Task instructions: Reproduce word for word the lines from the one holding "of the black" through the end of the rows, inclusive.

Object pointing dataset rows
────────────────
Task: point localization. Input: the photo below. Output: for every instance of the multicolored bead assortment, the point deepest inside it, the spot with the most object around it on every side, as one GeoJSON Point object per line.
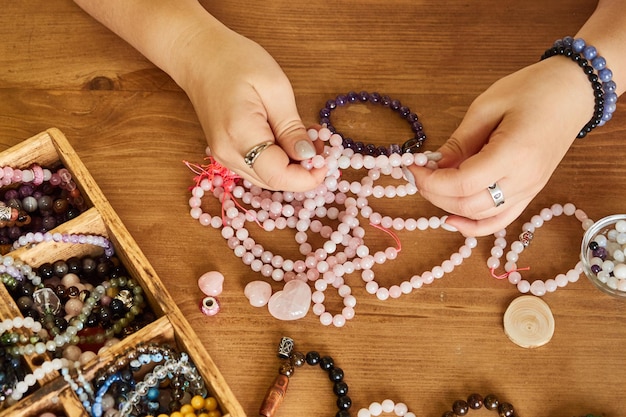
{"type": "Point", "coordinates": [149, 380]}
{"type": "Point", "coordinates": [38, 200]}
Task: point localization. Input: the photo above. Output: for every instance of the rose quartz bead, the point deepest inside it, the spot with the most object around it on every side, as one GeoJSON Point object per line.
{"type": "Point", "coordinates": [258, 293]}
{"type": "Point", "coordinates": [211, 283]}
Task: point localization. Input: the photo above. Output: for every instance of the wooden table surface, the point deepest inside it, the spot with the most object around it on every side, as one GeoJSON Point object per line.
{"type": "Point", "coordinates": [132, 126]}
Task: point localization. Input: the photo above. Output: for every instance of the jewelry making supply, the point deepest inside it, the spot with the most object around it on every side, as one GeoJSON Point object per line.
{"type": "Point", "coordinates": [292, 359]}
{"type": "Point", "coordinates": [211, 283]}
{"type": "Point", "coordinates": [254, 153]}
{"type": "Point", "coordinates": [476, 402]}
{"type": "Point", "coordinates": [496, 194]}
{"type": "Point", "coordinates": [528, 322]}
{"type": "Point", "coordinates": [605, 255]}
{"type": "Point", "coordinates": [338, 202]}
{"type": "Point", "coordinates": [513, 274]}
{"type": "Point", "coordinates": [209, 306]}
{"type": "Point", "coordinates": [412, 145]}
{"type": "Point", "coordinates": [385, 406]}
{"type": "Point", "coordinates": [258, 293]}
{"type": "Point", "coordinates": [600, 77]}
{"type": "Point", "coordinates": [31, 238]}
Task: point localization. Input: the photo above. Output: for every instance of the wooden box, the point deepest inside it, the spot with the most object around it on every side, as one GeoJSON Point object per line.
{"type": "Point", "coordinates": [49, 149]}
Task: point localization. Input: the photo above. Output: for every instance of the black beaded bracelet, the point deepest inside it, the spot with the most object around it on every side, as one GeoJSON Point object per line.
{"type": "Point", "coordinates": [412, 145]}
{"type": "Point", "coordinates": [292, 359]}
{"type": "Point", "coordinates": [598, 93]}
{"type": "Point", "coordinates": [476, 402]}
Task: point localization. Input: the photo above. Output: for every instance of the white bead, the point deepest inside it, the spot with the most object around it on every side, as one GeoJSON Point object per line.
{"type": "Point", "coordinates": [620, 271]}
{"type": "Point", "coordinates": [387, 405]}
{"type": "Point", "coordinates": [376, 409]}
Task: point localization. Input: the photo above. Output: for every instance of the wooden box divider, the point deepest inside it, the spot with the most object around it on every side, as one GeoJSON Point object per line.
────────────────
Complete response:
Task: point localization. Input: the photo above. Output: for every instance of the black beaded bracelet, the point deepest inside it, the spot with the most object around it on every side, as one GeoJSON Point object per line.
{"type": "Point", "coordinates": [412, 145]}
{"type": "Point", "coordinates": [292, 359]}
{"type": "Point", "coordinates": [598, 93]}
{"type": "Point", "coordinates": [476, 402]}
Task: point localization. Input: the photo above. Output: for every instance of the white bead, the point deepest inside it, the spot with the most object around it on every side, as one GeoJSON Point object per line.
{"type": "Point", "coordinates": [620, 271]}
{"type": "Point", "coordinates": [387, 405]}
{"type": "Point", "coordinates": [376, 409]}
Task: point localization. Input: the photo above. Output: for every instance of the wooden box divider, the point deepest inside it, the spot with the most object around it on every side, as one GeoJSON Point object per line.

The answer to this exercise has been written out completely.